_Text passage_.
- 5 -
Initially, petitioner commuted between Memphis and Knoxville
either by automobile or by commercial airline. Both methods
proved to be time consuming and costly. Petitioner made a
cost/benefit analysis from which he concluded it would be more
economical to purchase an airplane to make the weekly commute
between Knoxville and Memphis. Accordingly, petitioner, in early
October 1996, purchased a Cessna model 192 airplane and, after
paying for flying lessons, thereafter used the plane to commute
between Memphis and Knoxville.
Petitioner's contract with Josten's was completed in
November 1996, and he had no further contractual or employment
relationship with Josten's. Petitioner then gave up the Memphis
apartment and continued living with his girlfriend at Knoxville.
He did not find employment at Knoxville. In March 1997, the
relationship between petitioner and his girlfriend terminated.

_Work to do_.
Answer these questions from the commuting passage above:
1. What did the petitioner purchase in early October 1996?
2. In what month and year was the petitioner's contract with Josten's completed?
3. When did the relationship between the petitioner and his girlfriend end?

_Information supplied_.
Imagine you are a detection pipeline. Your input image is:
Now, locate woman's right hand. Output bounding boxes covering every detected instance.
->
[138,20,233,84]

_Output_.
1. A Cessna model 192 airplane.
2. November 1996.
3. March 1997.